WRITTEN REQUEST:
Swap "hay bale" for "straw bale" in the part of the rows below that opens with the line containing "Question. Identify the distant hay" and closes at the end of the rows. Write out only that part, with nothing else changed.
** Start of INPUT FOR THIS TASK **
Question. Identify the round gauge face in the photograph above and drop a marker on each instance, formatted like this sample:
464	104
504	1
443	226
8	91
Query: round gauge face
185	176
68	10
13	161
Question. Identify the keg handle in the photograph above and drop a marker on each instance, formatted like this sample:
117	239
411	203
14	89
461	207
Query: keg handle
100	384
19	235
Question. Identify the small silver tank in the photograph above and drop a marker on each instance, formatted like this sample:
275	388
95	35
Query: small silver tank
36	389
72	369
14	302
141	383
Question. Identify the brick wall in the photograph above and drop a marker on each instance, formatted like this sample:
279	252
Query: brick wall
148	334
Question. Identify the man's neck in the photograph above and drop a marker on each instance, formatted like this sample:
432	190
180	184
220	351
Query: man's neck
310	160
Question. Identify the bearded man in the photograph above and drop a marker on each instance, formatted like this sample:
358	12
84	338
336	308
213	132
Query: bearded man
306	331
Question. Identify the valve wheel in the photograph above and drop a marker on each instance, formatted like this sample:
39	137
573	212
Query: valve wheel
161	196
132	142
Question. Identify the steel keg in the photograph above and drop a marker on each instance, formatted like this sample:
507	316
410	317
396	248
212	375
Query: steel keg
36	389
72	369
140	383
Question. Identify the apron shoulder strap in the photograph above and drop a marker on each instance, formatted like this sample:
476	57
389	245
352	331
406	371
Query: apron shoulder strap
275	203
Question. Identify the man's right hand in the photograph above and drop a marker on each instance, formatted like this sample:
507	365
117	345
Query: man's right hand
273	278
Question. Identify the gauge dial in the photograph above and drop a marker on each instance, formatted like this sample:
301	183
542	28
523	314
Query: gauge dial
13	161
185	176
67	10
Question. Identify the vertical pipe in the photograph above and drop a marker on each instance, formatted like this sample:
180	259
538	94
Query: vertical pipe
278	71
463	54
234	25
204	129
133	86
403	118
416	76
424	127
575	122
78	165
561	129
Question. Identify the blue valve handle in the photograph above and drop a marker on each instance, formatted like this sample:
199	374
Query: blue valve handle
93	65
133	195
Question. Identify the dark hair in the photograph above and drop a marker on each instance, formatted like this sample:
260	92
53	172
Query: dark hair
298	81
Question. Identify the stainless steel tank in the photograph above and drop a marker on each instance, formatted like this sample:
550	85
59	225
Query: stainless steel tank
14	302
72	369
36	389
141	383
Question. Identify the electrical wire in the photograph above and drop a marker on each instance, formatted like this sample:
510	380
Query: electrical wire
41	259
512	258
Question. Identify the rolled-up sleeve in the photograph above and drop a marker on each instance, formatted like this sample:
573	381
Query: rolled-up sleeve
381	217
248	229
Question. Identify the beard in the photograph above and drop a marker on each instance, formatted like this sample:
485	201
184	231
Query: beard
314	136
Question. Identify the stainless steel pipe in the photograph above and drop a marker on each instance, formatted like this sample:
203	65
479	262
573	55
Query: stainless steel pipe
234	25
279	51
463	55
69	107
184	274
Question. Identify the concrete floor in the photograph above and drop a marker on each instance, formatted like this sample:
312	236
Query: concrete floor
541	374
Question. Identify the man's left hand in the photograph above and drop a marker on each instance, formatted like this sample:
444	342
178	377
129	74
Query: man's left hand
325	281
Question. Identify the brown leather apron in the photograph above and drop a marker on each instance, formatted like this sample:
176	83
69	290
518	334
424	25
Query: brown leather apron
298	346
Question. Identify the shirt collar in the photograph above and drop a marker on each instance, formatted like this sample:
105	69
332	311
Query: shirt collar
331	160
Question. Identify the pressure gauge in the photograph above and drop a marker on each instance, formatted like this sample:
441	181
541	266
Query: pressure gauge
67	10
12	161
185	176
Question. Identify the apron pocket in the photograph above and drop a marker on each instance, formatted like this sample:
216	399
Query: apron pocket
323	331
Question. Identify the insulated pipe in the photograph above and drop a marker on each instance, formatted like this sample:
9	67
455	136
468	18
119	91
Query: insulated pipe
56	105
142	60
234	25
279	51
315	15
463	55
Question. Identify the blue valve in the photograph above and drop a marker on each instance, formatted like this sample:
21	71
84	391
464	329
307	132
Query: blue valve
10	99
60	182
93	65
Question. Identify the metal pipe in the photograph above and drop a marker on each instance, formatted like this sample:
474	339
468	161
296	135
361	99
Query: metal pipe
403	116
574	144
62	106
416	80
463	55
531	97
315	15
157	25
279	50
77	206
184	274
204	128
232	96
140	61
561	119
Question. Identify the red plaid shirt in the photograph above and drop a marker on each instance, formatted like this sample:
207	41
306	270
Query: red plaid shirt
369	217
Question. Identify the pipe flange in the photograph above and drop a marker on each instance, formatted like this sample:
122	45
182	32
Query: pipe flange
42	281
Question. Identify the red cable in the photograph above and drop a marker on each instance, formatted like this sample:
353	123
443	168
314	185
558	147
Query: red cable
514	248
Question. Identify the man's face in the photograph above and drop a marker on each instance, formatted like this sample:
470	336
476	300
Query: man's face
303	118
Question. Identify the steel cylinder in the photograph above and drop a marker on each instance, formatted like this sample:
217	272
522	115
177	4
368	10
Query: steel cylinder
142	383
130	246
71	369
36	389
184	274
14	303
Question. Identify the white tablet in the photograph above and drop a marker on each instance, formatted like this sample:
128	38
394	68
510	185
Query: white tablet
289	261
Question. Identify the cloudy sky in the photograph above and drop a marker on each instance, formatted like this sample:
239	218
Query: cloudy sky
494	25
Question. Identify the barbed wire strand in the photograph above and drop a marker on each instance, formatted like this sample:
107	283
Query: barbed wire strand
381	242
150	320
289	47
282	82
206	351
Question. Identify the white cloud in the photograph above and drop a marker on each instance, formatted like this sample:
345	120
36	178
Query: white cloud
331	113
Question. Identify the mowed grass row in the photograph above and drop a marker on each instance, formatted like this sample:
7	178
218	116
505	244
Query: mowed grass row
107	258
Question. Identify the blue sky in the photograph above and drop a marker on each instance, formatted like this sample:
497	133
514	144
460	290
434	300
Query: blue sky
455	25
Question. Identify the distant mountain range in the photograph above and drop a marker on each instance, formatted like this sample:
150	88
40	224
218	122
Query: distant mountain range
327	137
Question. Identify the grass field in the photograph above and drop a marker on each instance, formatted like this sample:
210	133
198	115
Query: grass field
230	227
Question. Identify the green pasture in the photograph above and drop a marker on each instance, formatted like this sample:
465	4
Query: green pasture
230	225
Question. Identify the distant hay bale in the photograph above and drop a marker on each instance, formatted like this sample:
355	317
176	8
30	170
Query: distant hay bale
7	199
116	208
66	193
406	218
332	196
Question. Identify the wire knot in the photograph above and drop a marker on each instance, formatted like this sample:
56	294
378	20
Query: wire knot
** End of INPUT FOR THIS TASK **
FINISHED TASK:
Question. Identify the distant straw bale in the photograph above and drop a marker on each instance, formatted like this sample:
355	317
176	8
30	170
Query: distant straw bale
7	199
116	208
66	193
406	218
332	196
Question. Identify the wire knot in the photograph above and drop a marker on each instance, formatted like this sample:
56	294
378	20
Query: wire knot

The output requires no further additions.